**EXERCISE GOAL:** Pick up the description of the Health & Hospital Law certificate programs where it ends, and keep writing it.

**SELECTED EXTRACT:**

Overview of the Health & Hospital Law Certificate Programs
Seton Hall Law School offers 3 graduate certificate programs in Health & Hospital Law. These flexible, 8-week certificate programs are designed for professionals seeking to enhance their knowledge about legal, regulatory, and ethical issues within the healthcare industry. Featuring intensive, individualized feedback, the programs provide both an immersion in key substantive issues and an opportunity to develop the practical skills necessary to research and communicate effectively about the law.
Seton Hall Law School offers the following graduate certificates in Health & Hospital Law. Click on the links to learn more about each certificate.
You can take any or all of the programs, in any order you choose. Upon successful completion of each program, you will receive a Health & Hospital Law Certificate indicating the name of the program you completed. An Advanced Certificate in Health & Hospital Law will be awarded upon completion of the 3 certificates.
Why online education
Many individuals in the healthcare industry want to learn about the legal aspects of their professions but cannot realistically commit to spending time attending live classes on a set schedule. Online education is flexible and convenient, as it allows you to complete your coursework anywhere and anytime. Students also enjoy the interactivity and individualized feedback available through an online educational experience.
How programs are taught
The Health & Hospital Law Certificates rely on innovative learning modalities to create a level of interactivity between professor and student similar to — and sometimes even greater than — the traditional law school classroom. Examples include moderated discussion boards, individual and group-based problem-solving exercises, and one-on-one professor-student tutorials. The low student-faculty ratio promotes strong relationships between professors and students. Professors participate actively in discussion forums and Q&A boards and give students individualized feedback on all written work.
When programs start
Seton Hall Law School's online Graduate Certificate Programs are offered at least three times a year during our Spring, Summer, and Fall semesters. Exact start dates for each certificate program are listed in the Certificates At-A-Glance section.

Natural language region descriptions

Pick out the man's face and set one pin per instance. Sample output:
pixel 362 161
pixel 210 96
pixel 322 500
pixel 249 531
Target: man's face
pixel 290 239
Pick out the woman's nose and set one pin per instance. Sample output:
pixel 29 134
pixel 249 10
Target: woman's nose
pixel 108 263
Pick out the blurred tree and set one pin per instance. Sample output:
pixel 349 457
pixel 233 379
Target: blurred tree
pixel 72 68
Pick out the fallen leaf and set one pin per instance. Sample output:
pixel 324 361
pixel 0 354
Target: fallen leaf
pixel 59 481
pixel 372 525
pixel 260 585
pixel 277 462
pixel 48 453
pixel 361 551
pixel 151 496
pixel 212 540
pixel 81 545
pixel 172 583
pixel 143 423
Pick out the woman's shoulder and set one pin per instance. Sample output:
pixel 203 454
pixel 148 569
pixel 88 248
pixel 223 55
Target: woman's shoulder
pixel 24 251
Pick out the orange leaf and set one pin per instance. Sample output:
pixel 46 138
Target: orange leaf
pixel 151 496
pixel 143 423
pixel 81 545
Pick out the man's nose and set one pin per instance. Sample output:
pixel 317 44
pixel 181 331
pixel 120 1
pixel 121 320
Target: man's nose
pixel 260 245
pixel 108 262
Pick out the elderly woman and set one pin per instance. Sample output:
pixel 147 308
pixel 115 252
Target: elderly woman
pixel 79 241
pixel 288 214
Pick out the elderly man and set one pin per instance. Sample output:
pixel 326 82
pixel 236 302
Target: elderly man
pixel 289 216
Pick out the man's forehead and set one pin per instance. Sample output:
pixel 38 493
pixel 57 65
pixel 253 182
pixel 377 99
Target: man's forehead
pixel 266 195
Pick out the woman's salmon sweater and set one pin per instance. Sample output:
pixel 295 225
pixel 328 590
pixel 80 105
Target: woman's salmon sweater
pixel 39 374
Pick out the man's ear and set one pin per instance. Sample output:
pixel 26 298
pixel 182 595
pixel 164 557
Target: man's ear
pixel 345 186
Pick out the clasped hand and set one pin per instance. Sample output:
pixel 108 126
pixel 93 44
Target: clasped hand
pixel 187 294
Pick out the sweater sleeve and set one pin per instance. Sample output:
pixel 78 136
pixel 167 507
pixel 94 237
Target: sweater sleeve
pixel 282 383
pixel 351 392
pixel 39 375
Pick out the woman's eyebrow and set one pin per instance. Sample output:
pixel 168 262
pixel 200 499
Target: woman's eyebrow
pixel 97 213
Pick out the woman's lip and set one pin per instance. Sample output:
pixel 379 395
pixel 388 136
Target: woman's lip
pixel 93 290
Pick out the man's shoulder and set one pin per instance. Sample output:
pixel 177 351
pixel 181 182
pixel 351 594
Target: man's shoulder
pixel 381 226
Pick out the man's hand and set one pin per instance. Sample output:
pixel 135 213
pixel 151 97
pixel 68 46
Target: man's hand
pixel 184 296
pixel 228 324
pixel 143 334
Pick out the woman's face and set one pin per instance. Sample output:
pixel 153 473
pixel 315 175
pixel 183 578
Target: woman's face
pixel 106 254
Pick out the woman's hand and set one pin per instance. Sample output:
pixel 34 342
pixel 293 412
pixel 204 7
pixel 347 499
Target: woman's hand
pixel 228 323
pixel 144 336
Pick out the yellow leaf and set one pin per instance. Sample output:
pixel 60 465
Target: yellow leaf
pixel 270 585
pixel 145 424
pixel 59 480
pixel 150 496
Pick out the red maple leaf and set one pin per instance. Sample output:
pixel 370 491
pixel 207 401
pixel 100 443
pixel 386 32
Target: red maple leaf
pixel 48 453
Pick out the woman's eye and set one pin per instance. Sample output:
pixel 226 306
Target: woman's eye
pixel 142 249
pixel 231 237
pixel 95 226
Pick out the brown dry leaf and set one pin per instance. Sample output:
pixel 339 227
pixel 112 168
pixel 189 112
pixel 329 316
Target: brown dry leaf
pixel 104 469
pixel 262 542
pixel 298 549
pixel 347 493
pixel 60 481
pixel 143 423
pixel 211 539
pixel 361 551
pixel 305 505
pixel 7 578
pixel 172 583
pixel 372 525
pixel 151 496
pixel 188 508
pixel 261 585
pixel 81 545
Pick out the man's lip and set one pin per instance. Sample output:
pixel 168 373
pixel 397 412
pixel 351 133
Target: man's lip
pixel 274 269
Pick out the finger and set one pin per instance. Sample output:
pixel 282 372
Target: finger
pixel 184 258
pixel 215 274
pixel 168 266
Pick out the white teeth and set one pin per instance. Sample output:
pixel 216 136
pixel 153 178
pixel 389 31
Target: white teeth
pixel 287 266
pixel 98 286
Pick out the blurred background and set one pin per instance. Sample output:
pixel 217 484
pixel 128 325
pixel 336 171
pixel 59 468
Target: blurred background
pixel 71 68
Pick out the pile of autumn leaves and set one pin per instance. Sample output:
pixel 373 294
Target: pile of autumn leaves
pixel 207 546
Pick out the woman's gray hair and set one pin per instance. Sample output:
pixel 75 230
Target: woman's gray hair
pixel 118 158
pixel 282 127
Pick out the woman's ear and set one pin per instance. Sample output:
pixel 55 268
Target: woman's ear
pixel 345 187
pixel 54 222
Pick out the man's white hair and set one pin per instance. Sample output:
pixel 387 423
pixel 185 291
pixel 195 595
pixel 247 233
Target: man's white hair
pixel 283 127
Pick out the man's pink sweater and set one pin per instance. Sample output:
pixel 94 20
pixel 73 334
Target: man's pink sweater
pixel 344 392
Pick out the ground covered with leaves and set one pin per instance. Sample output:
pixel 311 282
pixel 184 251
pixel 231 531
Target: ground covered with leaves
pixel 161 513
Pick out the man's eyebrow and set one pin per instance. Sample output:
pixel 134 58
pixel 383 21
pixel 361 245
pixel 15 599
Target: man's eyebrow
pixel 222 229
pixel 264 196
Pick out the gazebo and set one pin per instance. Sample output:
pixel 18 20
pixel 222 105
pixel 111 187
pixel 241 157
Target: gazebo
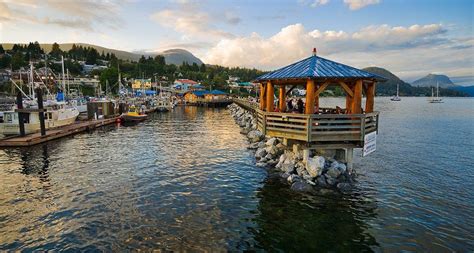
pixel 318 128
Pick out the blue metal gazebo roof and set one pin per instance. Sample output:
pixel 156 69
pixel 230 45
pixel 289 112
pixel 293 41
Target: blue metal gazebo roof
pixel 318 68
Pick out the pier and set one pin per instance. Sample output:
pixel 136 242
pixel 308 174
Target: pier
pixel 54 133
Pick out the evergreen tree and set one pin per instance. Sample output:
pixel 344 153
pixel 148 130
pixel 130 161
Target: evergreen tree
pixel 18 61
pixel 56 51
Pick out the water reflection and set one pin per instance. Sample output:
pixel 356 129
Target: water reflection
pixel 34 163
pixel 294 222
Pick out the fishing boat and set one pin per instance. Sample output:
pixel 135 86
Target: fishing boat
pixel 436 99
pixel 163 103
pixel 133 115
pixel 396 98
pixel 57 114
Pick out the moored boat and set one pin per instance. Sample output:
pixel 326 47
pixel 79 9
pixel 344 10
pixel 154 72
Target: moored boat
pixel 57 114
pixel 133 115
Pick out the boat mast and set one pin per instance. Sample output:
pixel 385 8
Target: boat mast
pixel 67 73
pixel 437 90
pixel 32 83
pixel 64 81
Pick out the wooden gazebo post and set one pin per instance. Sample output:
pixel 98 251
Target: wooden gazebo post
pixel 357 99
pixel 269 94
pixel 282 98
pixel 262 96
pixel 310 90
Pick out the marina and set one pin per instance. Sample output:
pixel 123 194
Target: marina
pixel 156 191
pixel 236 126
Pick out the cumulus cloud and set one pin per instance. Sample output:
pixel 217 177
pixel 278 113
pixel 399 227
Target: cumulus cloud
pixel 358 4
pixel 393 47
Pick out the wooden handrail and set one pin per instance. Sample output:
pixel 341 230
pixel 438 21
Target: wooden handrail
pixel 333 129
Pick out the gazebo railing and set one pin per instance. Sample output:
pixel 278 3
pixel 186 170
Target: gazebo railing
pixel 318 130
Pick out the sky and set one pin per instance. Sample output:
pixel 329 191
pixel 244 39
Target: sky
pixel 410 38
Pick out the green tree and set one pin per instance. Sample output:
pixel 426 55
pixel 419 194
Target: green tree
pixel 5 61
pixel 92 56
pixel 18 61
pixel 56 51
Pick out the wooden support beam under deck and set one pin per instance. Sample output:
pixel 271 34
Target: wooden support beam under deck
pixel 357 98
pixel 346 89
pixel 269 96
pixel 320 89
pixel 370 94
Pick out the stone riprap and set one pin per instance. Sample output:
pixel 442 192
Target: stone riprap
pixel 308 174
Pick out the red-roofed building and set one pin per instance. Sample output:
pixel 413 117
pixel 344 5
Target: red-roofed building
pixel 186 84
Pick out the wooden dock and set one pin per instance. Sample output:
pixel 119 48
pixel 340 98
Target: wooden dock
pixel 55 133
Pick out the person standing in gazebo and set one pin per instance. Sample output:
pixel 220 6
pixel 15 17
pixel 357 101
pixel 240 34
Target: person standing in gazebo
pixel 300 105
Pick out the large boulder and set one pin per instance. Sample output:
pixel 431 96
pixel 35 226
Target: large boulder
pixel 272 142
pixel 301 186
pixel 261 152
pixel 333 173
pixel 293 178
pixel 288 166
pixel 315 166
pixel 339 166
pixel 255 136
pixel 344 187
pixel 273 151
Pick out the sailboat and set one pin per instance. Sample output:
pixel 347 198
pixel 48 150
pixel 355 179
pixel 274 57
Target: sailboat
pixel 436 99
pixel 396 98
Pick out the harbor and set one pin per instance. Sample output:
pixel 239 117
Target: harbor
pixel 86 192
pixel 236 126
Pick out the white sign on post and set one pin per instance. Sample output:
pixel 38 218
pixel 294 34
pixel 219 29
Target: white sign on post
pixel 370 143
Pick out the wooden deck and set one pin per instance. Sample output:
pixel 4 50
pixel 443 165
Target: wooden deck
pixel 210 102
pixel 52 134
pixel 330 131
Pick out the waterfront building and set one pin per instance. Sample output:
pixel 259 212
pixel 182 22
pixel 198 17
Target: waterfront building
pixel 186 84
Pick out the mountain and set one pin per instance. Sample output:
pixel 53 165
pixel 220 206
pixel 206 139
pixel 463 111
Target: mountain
pixel 431 80
pixel 172 56
pixel 389 88
pixel 178 56
pixel 466 89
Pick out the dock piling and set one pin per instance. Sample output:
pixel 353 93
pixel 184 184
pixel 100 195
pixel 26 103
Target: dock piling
pixel 39 95
pixel 21 121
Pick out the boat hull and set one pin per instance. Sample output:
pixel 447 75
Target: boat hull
pixel 14 128
pixel 134 118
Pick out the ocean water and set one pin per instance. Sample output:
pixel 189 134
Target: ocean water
pixel 184 180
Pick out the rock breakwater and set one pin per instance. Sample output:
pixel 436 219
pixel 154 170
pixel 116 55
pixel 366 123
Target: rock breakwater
pixel 303 170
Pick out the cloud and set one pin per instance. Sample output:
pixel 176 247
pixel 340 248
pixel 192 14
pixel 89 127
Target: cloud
pixel 231 18
pixel 359 4
pixel 313 3
pixel 398 48
pixel 353 4
pixel 84 14
pixel 193 23
pixel 317 3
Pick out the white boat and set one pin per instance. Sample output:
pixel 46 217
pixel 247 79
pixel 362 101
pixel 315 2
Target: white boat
pixel 57 114
pixel 436 99
pixel 396 98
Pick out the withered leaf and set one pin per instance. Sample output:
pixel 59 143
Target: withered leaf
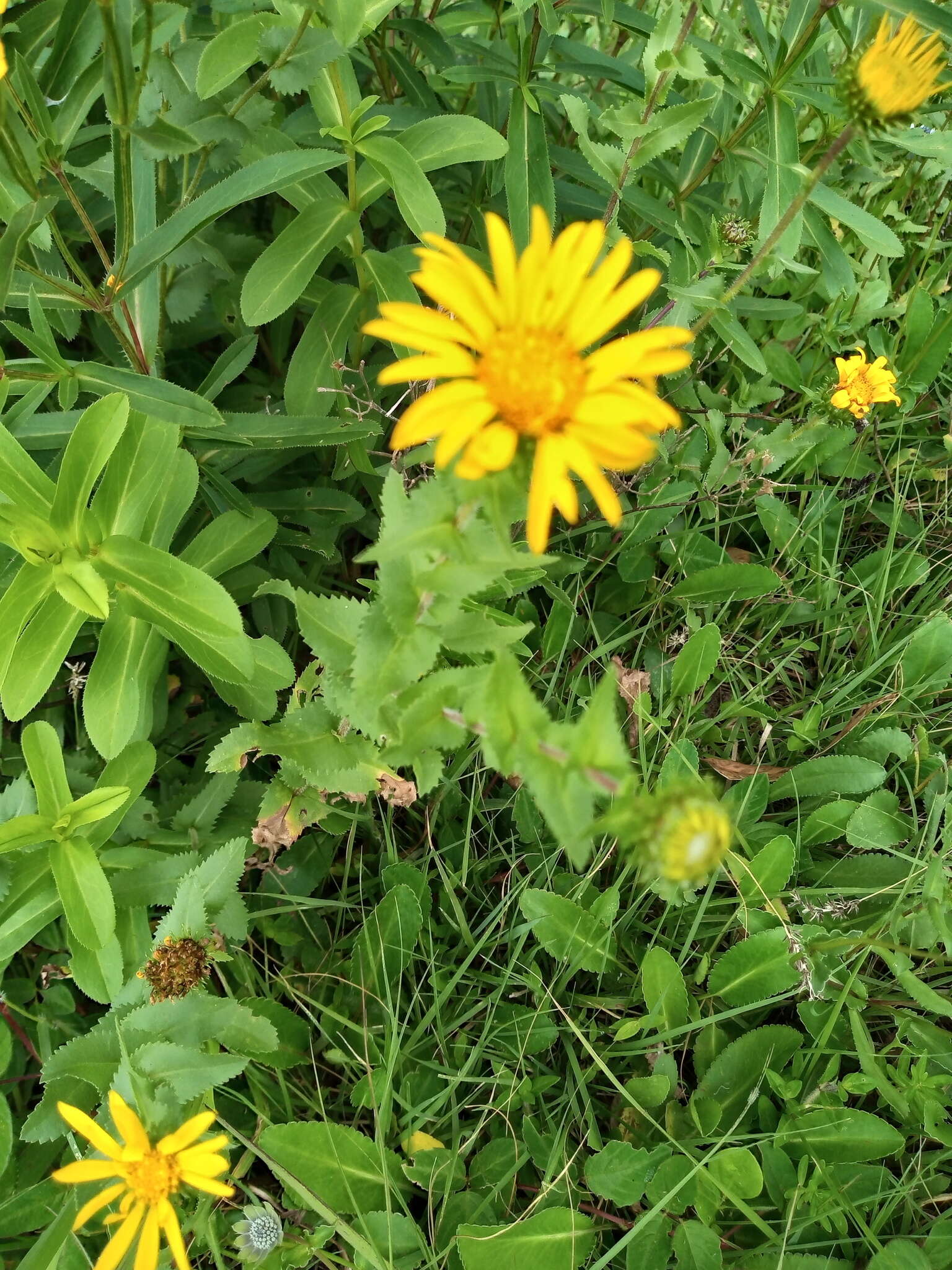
pixel 734 771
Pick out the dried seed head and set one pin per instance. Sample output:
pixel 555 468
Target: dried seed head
pixel 175 968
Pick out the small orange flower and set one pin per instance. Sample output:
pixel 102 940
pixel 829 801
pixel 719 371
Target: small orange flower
pixel 862 384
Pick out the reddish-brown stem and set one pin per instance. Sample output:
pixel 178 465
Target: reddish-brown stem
pixel 18 1032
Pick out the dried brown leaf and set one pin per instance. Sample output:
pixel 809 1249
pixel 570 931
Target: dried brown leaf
pixel 631 686
pixel 395 790
pixel 734 771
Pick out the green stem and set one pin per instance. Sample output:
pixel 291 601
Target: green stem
pixel 758 107
pixel 249 93
pixel 649 109
pixel 774 238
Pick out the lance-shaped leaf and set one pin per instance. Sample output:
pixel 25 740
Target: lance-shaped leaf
pixel 84 892
pixel 18 603
pixel 47 771
pixel 93 440
pixel 38 655
pixel 90 808
pixel 183 602
pixel 25 831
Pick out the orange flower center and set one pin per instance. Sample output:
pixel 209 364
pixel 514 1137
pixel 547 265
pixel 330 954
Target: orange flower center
pixel 534 378
pixel 152 1178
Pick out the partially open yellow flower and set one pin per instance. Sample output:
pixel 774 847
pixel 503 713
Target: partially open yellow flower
pixel 692 840
pixel 513 352
pixel 146 1176
pixel 897 73
pixel 862 384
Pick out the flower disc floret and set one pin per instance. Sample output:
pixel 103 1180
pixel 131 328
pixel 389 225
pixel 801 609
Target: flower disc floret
pixel 518 361
pixel 143 1176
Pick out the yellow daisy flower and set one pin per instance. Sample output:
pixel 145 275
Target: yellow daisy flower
pixel 148 1175
pixel 512 351
pixel 862 384
pixel 897 71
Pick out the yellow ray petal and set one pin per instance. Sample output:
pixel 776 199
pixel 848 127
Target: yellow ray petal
pixel 532 271
pixel 121 1242
pixel 127 1123
pixel 88 1171
pixel 640 353
pixel 580 461
pixel 570 265
pixel 493 447
pixel 451 362
pixel 187 1133
pixel 626 298
pixel 624 406
pixel 207 1184
pixel 451 288
pixel 466 424
pixel 619 448
pixel 430 415
pixel 428 322
pixel 90 1130
pixel 93 1206
pixel 148 1250
pixel 173 1235
pixel 501 253
pixel 547 477
pixel 474 276
pixel 206 1165
pixel 203 1148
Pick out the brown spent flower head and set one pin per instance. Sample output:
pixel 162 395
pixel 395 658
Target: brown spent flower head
pixel 175 968
pixel 897 73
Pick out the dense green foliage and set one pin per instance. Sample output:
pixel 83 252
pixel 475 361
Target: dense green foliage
pixel 394 780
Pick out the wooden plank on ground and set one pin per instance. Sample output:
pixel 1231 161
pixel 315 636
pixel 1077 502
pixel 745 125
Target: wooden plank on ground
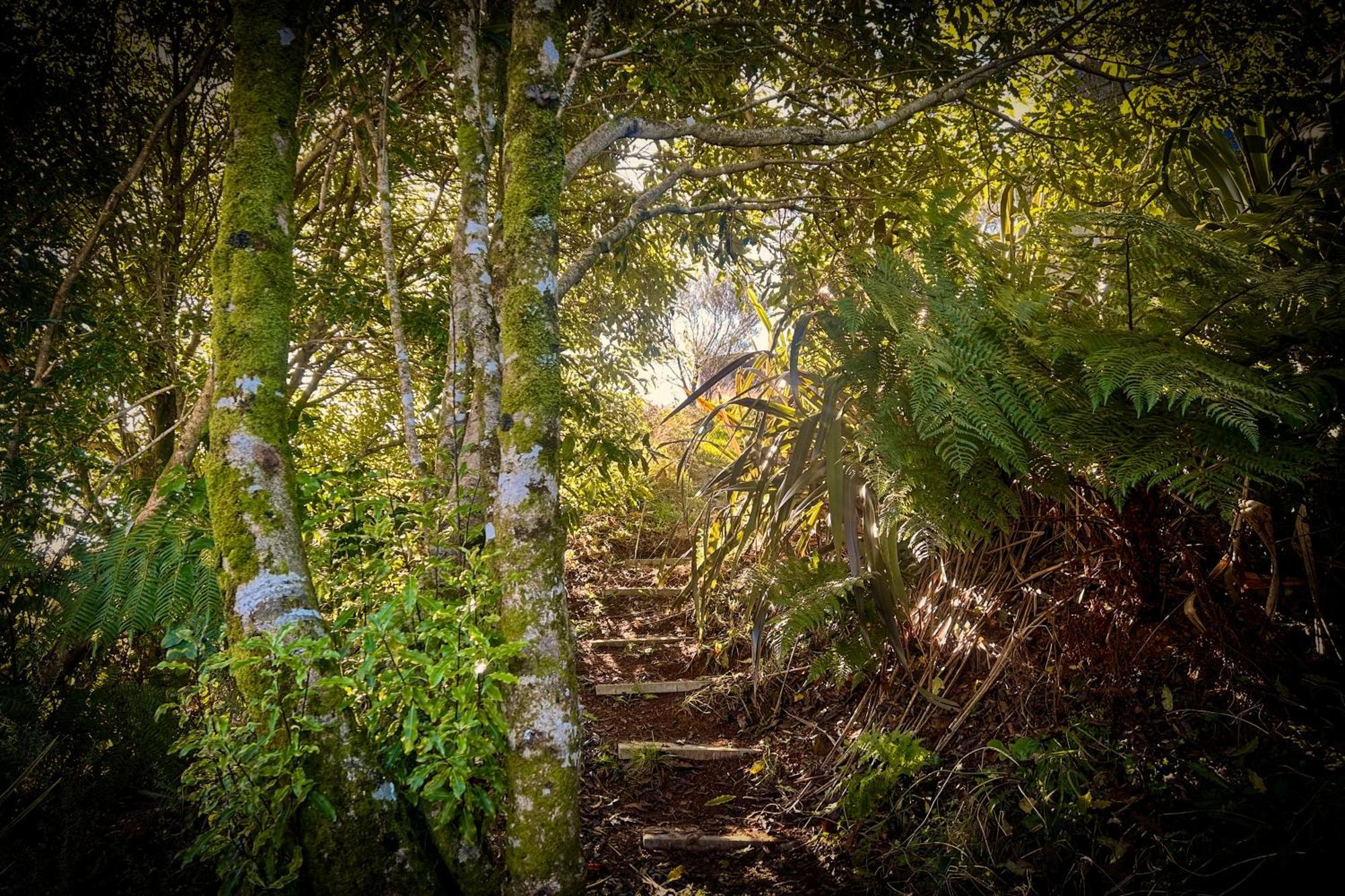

**EXPECTED ANSWER:**
Why Seton Hall Law School?
Seton Hall Law School has specialized in health law for more than a decade, and its health law program is consistently ranked among the top 10 in the nation by U.S.News & World Report. The health law faculty conduct research on a wide range of topics, including health care organizations, nonprofit governance, health care financing, health care fraud and abuse, food and drug law, research with human subjects, genetics and the law, public health law, and bioethics. The Law School is home to the Center for Health & Pharmaceutical Law & Policy, which seeks to foster informed dialogue among policymakers, consumer advocates, the medical profession, and the healthcare industry.
In addition to training future lawyers, Seton Hall Law School offers a Masters of Science in Jurisprudence degree for individuals working in the health care industry and an innovative compliance certification program for pharmaceutical and medical device professionals working in the US, Europe, and Asia.
Is Seton Hall University accredited?
Seton Hall and its online programs are accredited by the Middle States Association of Colleges and Schools. Seton Hall is a member of the Sloan Asynchronous Learning Network Consortium, an association of accredited institutions offering online degree or certificate programs committed to quality distance education, and is recognized by the U.S. Department of Defense's education network of Defense Activity for meeting military requirements for Non-Traditional Education Support ("DANTES").
Seton Hall Law School is fully accredited by the American Bar Association ("ABA"), although, in accordance with Standard 308 of the ABA Standards for Approval of Law Schools, the ABA does not approve any law school program other than the first degree in law (JD). Thus, the ABA accreditation does not extend to any program offered by the Law School other than the JD degree.